Starting at the line that has "Class, locate every instance of the forest" and continuing through the end of the records, rewrite those lines with "locate" changed to "find" and everything else left as it is.

********

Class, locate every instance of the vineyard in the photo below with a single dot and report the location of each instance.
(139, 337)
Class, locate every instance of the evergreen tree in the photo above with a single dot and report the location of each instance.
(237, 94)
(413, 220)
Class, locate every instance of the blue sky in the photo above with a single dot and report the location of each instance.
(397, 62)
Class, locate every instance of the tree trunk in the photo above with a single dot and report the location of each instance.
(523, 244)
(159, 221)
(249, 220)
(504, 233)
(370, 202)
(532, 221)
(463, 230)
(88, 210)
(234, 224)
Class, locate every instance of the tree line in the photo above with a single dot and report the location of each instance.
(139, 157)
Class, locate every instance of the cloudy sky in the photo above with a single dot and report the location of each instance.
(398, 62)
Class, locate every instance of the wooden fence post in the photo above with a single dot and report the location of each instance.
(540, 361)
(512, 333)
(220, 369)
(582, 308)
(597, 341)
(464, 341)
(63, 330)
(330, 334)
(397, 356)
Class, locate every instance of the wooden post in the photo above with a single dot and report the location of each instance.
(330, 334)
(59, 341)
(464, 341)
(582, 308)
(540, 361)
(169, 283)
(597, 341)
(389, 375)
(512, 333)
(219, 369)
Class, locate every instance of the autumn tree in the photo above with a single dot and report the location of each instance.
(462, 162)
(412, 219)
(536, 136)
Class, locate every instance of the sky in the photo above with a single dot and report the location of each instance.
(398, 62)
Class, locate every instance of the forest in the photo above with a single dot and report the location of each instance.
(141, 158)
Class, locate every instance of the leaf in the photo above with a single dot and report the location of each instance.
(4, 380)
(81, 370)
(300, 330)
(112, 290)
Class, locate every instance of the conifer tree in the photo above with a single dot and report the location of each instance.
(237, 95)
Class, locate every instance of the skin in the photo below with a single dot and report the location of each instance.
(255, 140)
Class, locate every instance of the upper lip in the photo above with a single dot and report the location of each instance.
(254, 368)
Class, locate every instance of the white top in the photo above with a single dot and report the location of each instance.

********

§ REPLY:
Class, find every instance of the forest in the photo above with a single dot and report the location of each instance.
(141, 158)
Class, find every instance of the leaf in the photo above with a single dot and report the location of each instance.
(4, 380)
(81, 370)
(300, 330)
(112, 290)
Class, find every instance of the conifer tree in the photo above with a single dot and report the location of each instance.
(237, 95)
Class, find every instance of the skin in the photo below with a single dot and report the location of each instance.
(255, 140)
Class, find every instance of the upper lip in the photo above with a single dot and report the location of each instance.
(254, 368)
Class, find every instance of the white top in the photo above with a single dot and report the location of each instance.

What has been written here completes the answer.